## Extract provided
REASONS FOR DECISION
Introduction
1 This is an application by Saban Ozkan ('the applicant'), the former lessee of premises known as Lot 5, Wyee Road, Wyee in the State of New South Wales ('the premises'). In his application the applicant seeks relief by way of damages and other orders against Danielle Ayab, the owner/lessor of the premises ('the respondent'). The respondent has raised a preliminary issue as to the Tribunal's jurisdiction to hear and determine the applicant's application on the grounds that it was not a 'retail shop' as defined in s.3 and Schedule 1 of the Retail Leases Act 1994 ('the Act').
2 With the consent of the parties a preliminary hearing was held for the purposes of determining this matter on 14 September 2006. During the course of the hearing, the parties were given liberty to make further submissions however, there is no record of any further submissions having been received.
The Subject Lease
3 A copy of the lease was tendered into evidence by way of attachment to an affidavit of the applicant sworn on 29 August 2006. That lease identifies the applicant and another person by the name of Werner 'Ranftl' as being the lessees of the premises. The lease also, so far as is relevant, contains the following provisions:
" USE
the premises shall be used only as service station, convenience store, takeaway
…
TERM
the term of the lease shall be 1 year only + 3 + 3 + 3 options commencing on 14.6.05 June 2005 and ending on the 13.6.06 June 2006."

## Directions
1 - Using the reasons for decision, state whether each statement agrees with the text. Answer yes or no, and quote the words that decide it. (a) The preliminary hearing was held on 14 September 2006. (b) The lease names the applicant as the only lessee of the premises. (c) Further submissions were received after the hearing.
2 - Repeat word for word the part of the reasons for decision starting with "2 With the consent" and going on through "having been received.".

## Collected data
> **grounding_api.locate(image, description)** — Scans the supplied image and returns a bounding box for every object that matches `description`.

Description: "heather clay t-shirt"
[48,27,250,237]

## Solutions per task
1 -
(a) Yes: "a preliminary hearing was held for the purposes of determining this matter on 14 September 2006"
(b) No: "identifies the applicant and another person by the name of Werner 'Ranftl' as being the lessees of the premises"
(c) No: "there is no record of any further submissions having been received"

2 -
2 With the consent of the parties a preliminary hearing was held for the purposes of determining this matter on 14 September 2006. During the course of the hearing, the parties were given liberty to make further submissions however, there is no record of any further submissions having been received.